Source data:
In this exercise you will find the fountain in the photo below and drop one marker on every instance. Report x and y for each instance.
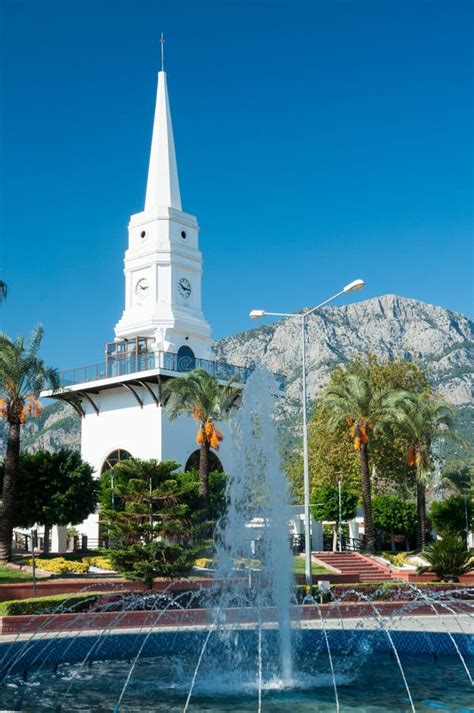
(243, 643)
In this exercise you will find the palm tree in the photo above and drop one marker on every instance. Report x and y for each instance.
(364, 409)
(22, 377)
(200, 394)
(424, 419)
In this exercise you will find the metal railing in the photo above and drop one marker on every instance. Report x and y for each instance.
(160, 361)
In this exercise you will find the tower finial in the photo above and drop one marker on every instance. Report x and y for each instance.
(162, 43)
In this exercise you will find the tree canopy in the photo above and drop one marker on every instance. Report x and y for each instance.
(145, 511)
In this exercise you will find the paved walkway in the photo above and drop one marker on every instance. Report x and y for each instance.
(363, 569)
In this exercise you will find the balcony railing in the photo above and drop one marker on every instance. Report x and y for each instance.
(159, 361)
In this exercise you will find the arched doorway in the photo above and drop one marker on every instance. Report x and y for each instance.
(214, 463)
(186, 359)
(115, 457)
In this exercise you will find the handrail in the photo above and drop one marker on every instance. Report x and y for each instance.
(163, 361)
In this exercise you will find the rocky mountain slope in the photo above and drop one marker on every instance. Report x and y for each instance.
(388, 326)
(441, 340)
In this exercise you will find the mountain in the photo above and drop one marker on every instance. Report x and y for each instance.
(388, 326)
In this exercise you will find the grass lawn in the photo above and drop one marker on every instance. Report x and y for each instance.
(11, 576)
(299, 567)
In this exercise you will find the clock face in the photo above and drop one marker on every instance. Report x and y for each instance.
(184, 287)
(142, 289)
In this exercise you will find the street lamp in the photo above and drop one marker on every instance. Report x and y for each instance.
(257, 314)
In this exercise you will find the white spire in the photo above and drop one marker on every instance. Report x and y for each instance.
(163, 185)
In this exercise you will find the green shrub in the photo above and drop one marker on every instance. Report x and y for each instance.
(398, 559)
(448, 558)
(100, 562)
(59, 604)
(59, 565)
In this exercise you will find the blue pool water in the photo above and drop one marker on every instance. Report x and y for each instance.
(88, 673)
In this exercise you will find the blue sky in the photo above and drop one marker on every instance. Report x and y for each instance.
(316, 141)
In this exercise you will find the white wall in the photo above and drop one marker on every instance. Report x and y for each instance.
(144, 432)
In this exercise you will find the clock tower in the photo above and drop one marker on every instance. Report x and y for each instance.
(163, 264)
(161, 335)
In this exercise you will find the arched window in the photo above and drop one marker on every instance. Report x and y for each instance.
(115, 457)
(214, 462)
(186, 359)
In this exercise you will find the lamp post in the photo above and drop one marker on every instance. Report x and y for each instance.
(257, 314)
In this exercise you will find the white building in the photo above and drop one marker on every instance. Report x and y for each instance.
(161, 334)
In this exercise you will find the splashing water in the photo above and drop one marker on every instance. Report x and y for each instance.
(253, 534)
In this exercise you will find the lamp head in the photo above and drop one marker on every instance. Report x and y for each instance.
(256, 313)
(354, 285)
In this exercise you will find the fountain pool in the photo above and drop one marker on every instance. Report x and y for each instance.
(243, 644)
(87, 673)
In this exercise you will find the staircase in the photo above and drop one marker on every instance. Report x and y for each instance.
(363, 569)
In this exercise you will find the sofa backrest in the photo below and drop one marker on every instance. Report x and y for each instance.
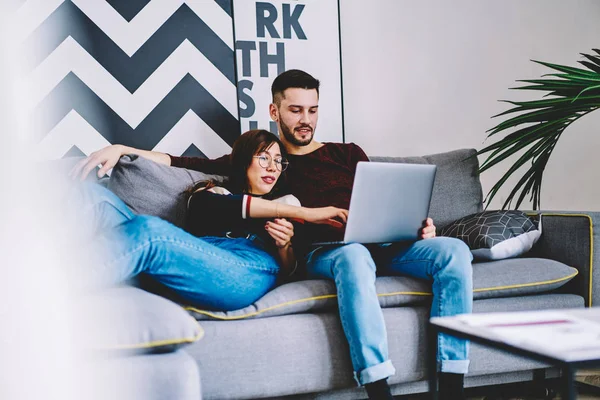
(457, 189)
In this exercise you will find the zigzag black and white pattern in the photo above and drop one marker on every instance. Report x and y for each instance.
(154, 74)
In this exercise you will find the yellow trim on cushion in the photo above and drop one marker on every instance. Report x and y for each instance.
(289, 303)
(520, 285)
(166, 342)
(591, 245)
(333, 296)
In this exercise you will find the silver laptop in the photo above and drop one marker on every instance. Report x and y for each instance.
(389, 202)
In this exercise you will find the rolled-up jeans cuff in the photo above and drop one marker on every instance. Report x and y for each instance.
(454, 366)
(375, 373)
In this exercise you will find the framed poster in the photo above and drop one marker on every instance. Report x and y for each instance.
(274, 36)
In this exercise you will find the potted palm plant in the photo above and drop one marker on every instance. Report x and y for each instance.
(571, 94)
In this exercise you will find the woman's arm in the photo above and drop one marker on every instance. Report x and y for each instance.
(261, 208)
(229, 210)
(282, 231)
(108, 158)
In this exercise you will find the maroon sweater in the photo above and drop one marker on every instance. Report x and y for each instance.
(318, 179)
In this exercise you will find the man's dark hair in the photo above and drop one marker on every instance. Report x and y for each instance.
(293, 78)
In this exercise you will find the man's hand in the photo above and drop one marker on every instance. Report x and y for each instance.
(326, 215)
(107, 157)
(428, 230)
(281, 230)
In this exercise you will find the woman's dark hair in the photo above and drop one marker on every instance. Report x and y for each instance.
(244, 149)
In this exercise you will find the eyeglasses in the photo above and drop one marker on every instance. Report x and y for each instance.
(264, 160)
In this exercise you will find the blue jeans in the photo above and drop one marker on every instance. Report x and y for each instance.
(446, 262)
(210, 272)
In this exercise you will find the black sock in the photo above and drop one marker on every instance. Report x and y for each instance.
(452, 386)
(379, 390)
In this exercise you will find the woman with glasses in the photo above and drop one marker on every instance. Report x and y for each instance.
(238, 236)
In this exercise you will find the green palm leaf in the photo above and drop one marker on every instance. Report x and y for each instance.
(571, 94)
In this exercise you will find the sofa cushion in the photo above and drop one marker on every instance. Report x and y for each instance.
(495, 235)
(513, 277)
(133, 320)
(456, 190)
(154, 189)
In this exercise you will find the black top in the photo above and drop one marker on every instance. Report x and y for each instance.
(225, 215)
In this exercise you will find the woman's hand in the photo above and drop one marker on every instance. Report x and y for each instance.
(325, 215)
(281, 230)
(108, 157)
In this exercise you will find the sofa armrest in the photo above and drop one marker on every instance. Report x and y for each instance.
(573, 238)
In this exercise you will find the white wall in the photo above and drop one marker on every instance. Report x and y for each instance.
(423, 77)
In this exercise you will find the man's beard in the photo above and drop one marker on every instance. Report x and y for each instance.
(289, 135)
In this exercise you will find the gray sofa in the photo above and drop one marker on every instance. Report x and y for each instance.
(290, 343)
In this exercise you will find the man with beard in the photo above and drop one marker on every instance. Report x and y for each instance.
(322, 174)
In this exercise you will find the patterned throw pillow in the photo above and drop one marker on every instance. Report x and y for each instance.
(495, 235)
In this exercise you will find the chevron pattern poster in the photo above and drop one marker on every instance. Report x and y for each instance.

Set exercise — Copy every one of the records above word for word, leaving out the pictures.

Exercise solution —
In this exercise you will find the fountain in the photo below and drop one marker on every instance. Report x and y for each instance.
(243, 643)
In this exercise you will find the palm tree in the photo above and drop one marker on every instance. Report x and y for each instance.
(364, 409)
(22, 377)
(200, 394)
(424, 419)
In this exercise you will find the metal railing in the photo above and drop one marker on every instance. Report x and y for each instance.
(160, 361)
In this exercise you will find the tower finial in the photo above and drop one marker on every instance. Report x and y for each instance.
(162, 43)
In this exercise you will find the tree canopy in the photo above and drop one marker on every instance. Report x and y for each instance.
(145, 511)
In this exercise you will find the paved walkway in the photo above and drop one marker on every instance. Report x and y for each instance.
(363, 569)
In this exercise you will find the balcony railing in the photo above and drop one marker on every instance. Report x and y for each instance.
(159, 361)
In this exercise you will find the arched doorway in the photo above and drop one marker on every instance. Report x and y for each instance.
(214, 463)
(186, 359)
(115, 457)
In this exercise you will find the handrail in the photo above and drop one marker on every instance. Report x and y for each instance.
(163, 361)
In this exercise you will find the rocky mountain slope in the photo above and drop one marker on every instance. Report x and y for each instance.
(388, 326)
(441, 340)
In this exercise you will find the mountain in the photo above and drop one marker on every instance. Report x and y for each instance.
(388, 326)
In this exercise you will find the grass lawn in the photo above and drop one marker on every instance. Report x and y for each instance.
(11, 576)
(299, 567)
In this exercise you will find the clock face in the photo above and drop one marker on every instance. Report x and y for each instance.
(184, 287)
(142, 289)
In this exercise you will find the street lamp in the photo above and drop one marker on every instance. Report x and y for each instance.
(257, 314)
In this exercise you will find the white spire in the photo above and drop one marker on every instance. Report x and y for each instance.
(163, 185)
In this exercise you will find the green shrub in the photo above and drop one marker on every instance. Report x and y for each instance.
(398, 559)
(448, 558)
(100, 562)
(59, 604)
(59, 565)
In this exercise you will find the blue pool water in the photo above and drop one marker on every instance. Report x and y for each instance.
(88, 673)
In this exercise you will find the blue sky in the photo above and drop one marker on every instance. Report x and y for each instance.
(316, 141)
In this exercise you will find the white wall in the photo above and drop one marker on every instance. Report x and y for each instance.
(144, 432)
In this exercise you will find the clock tower in the photo above and drop one marker on every instance. Report x and y for each instance.
(163, 264)
(161, 335)
In this exercise you will find the arched window in the photo above and drop one marker on every instance. Report x and y for each instance.
(115, 457)
(214, 462)
(186, 359)
In this exercise you will find the lamp post in the photo above and drop one marker on every instance. Report x and y for each instance.
(257, 314)
In this exercise you will find the white building in the photo above and drop one marker on every instance. Report x and y for each instance.
(161, 334)
In this exercise you will find the splashing water in the photo above and drop one marker on every instance. Report x and y for each instance.
(253, 534)
In this exercise you will find the lamp head in the photo above and drop one marker on every instance. Report x and y for each instance.
(256, 313)
(354, 285)
In this exercise you will find the fountain pool in the photo above and drop one marker on every instance. Report x and y for each instance.
(243, 644)
(87, 673)
In this exercise you will find the staircase in the photo above and drop one marker on every instance. Report x and y for each instance.
(363, 569)
In this exercise you will find the sofa backrest in the photo below and drop one marker on every instance. Report x and y for each instance.
(457, 189)
In this exercise you will find the zigzag black and white pattern in the photo above and drop one marker on every instance. Report x and y for each instance.
(154, 74)
In this exercise you will find the yellow trim on cushion in the photo above and drop one marker on every instance. Report x and y for each instance.
(289, 303)
(520, 285)
(166, 342)
(591, 245)
(333, 296)
In this exercise you will find the silver laptop in the photo above and drop one marker on every instance. Report x and y for each instance.
(389, 202)
In this exercise you will find the rolled-up jeans cuff in the photo above and drop one marker on every instance. Report x and y for each instance.
(454, 366)
(375, 373)
In this exercise you will find the framed poster in the photo above and drop one marker on every instance. Report x and y for each instance.
(274, 36)
In this exercise you will find the potted palm plant in the photo above and drop one marker on every instance. Report x and y for each instance.
(571, 94)
In this exercise you will find the woman's arm in the photo above and drop one marker on every instance. Report x and y for each instance.
(261, 208)
(229, 210)
(282, 231)
(108, 158)
In this exercise you will find the maroon sweater in the photo above and drop one marker on every instance. Report x and y for each instance.
(318, 179)
In this exercise you will find the man's dark hair in the photo above and drop one marker on every instance. Report x and y for each instance.
(293, 78)
In this exercise you will find the man's hand in the photo above and drop one marker on every instance. Report x and y for each instance.
(326, 215)
(107, 157)
(428, 230)
(281, 230)
In this exercise you will find the woman's dark hair in the photo above and drop one marker on every instance. Report x and y for each instance.
(244, 149)
In this exercise you will find the eyeglasses in the photo above and drop one marker on every instance. Report x and y for each instance.
(264, 160)
In this exercise you will find the blue jeans in the photo above and drop one marker on every instance. Report x and y for each instance.
(446, 262)
(210, 272)
In this exercise you will find the black sock in the photo above and drop one marker on every instance. Report x and y for each instance.
(452, 386)
(379, 390)
In this exercise you will find the woman with glasses in the photo above and drop one marker on every instance. Report x and y for each instance.
(238, 236)
In this exercise you will find the green palm leaf in the photo above and drop one marker on every instance. Report x and y for each instance.
(571, 94)
In this exercise you will find the sofa cushion in the photo above and drop one marker on every instance. Report x and y for each instance.
(495, 235)
(513, 277)
(133, 320)
(456, 190)
(154, 189)
In this exercise you will find the black top in the photo above and drop one marker on every instance. Report x and y for each instance.
(225, 215)
In this exercise you will find the woman's hand in the photo above and drop one marker on every instance. Report x and y for each instance.
(325, 215)
(281, 230)
(108, 157)
In this exercise you will find the sofa armrest in the photo above and drop one marker on every instance. Report x and y for each instance.
(573, 238)
In this exercise you will find the white wall in the photo above and drop one marker on every instance. Report x and y for each instance.
(423, 77)
In this exercise you will find the man's beard in the photo above and drop one marker on every instance. Report x and y for each instance.
(289, 135)
In this exercise you will find the gray sofa in the photo above and drop one marker on every instance. Report x and y for each instance.
(290, 343)
In this exercise you will find the man with beard in the photo above and drop one marker on every instance. Report x and y for each instance.
(322, 174)
In this exercise you will find the patterned throw pillow in the photo above and drop one marker on every instance. Report x and y for each instance.
(495, 235)
In this exercise you will find the chevron pattern poster in the photo above and drop one marker on every instance. Report x and y for each instance.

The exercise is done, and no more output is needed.